LISTA DE TAREFAS →
1. Imprima o trecho sobre a Revolução Bolchevique de "Ela tem valor" a "II Guerra Mundial.", sem alterar nada.
2. Liste cada linha das entradas em que aparece a palavra "hand".
### TRECHO
Milton Temer
Neste centenário da Revolução Bolchevique, duas questões se colocam para os que se veem atolados na maré de ceticismo e desesperança.
A vitória dos bolcheviques foi um raio em céu azul? Terá sido produto de acaso histórico num país atrasado e sem cultura política?
Ela tem valor referencial para os que entendem, hoje, ser fundamental a superação do regime capitalista, como forma única de a humanidade não caminhar para uma barbárie irreversível?
As duas questões podem ser respondidas simultaneamente. E com otimismo, a despeito do momento atual, obscuro e pantanoso, de ascensão de populismos de direita xenófobos e da ressurreição de ideologias que julgávamos definitivamente soterradas com a derrota do nazifascismo na II Guerra Mundial.
A Revolução de 1917 não foi produto de acaso ilógico e seus ensinamentos continuam pertinentes na conjuntura que atravessamos. Ela é produto de um longo processo de rupturas insurrecionais, daquilo que Marx e Engels deixaram claro no Manifesto Comunista de 1848, ao afirmarem que a história da humanidade é a história da luta de classes.
A Revolução Russa é o mais consistente capítulo de uma série que não se encerrou da longa caminhada de escravos, servos, povos colonizados, proletários, oprimidos e explorados em seus confrontos com patrícios, nobres, aristocratas e capitalistas.
######
### MATERIAL DE ENTRADA
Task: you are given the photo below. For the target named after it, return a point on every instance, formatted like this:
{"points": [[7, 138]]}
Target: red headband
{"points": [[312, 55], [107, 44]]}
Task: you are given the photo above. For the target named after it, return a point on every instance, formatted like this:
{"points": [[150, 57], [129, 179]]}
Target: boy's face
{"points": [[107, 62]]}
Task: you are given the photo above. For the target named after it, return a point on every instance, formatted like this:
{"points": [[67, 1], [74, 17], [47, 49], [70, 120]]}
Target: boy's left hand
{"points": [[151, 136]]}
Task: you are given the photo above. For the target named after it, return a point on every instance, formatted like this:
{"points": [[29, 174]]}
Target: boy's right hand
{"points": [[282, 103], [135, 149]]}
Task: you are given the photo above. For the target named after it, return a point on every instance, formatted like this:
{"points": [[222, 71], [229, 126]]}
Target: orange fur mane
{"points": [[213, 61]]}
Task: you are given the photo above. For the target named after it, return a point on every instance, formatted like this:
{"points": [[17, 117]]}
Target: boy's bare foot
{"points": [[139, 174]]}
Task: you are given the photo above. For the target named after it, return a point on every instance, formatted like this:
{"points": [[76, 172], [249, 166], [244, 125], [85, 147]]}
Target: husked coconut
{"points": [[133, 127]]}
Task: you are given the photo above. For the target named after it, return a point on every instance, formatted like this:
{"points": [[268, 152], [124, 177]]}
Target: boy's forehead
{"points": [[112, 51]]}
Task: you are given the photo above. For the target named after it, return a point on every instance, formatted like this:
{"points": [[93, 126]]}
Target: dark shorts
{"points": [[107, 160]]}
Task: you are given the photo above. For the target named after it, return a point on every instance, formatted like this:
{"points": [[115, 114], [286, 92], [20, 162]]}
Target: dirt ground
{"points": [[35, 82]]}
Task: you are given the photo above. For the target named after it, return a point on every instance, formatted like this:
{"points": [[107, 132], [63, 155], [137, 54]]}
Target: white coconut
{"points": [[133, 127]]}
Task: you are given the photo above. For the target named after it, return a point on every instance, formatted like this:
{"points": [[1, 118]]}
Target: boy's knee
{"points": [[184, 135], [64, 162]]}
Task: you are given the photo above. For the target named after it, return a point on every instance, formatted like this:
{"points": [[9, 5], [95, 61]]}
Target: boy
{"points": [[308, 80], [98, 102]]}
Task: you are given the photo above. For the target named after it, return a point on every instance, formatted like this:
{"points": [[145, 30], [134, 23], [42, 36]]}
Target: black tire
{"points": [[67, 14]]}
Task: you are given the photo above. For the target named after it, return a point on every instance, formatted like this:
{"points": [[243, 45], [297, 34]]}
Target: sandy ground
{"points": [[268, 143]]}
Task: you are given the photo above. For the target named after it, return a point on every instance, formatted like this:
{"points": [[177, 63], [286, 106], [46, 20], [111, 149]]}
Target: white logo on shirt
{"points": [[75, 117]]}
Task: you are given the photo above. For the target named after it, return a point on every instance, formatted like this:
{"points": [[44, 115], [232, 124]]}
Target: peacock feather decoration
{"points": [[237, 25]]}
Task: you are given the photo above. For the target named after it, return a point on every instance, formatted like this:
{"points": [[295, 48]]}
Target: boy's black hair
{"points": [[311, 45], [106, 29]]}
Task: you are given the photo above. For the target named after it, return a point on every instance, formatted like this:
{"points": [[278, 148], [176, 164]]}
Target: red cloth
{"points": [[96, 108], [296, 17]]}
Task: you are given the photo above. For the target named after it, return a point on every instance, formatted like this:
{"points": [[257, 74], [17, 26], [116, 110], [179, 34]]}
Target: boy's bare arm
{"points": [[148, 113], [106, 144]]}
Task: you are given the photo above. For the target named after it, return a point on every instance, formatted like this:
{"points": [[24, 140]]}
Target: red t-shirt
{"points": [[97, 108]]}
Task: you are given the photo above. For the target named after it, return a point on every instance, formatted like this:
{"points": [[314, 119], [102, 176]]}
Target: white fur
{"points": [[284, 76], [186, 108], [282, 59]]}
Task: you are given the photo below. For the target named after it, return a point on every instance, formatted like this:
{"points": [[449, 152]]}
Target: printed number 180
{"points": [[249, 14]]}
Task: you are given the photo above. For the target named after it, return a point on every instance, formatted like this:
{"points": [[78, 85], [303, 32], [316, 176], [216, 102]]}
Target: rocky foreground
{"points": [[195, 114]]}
######
AS RESPOSTAS →
1.
Ela tem valor referencial para os que entendem, hoje, ser fundamental a superação do regime capitalista, como forma única de a humanidade não caminhar para uma barbárie irreversível?
As duas questões podem ser respondidas simultaneamente. E com otimismo, a despeito do momento atual, obscuro e pantanoso, de ascensão de populismos de direita xenófobos e da ressurreição de ideologias que julgávamos definitivamente soterradas com a derrota do nazifascismo na II Guerra Mundial.

2.
Target: boy's left hand
Target: boy's right hand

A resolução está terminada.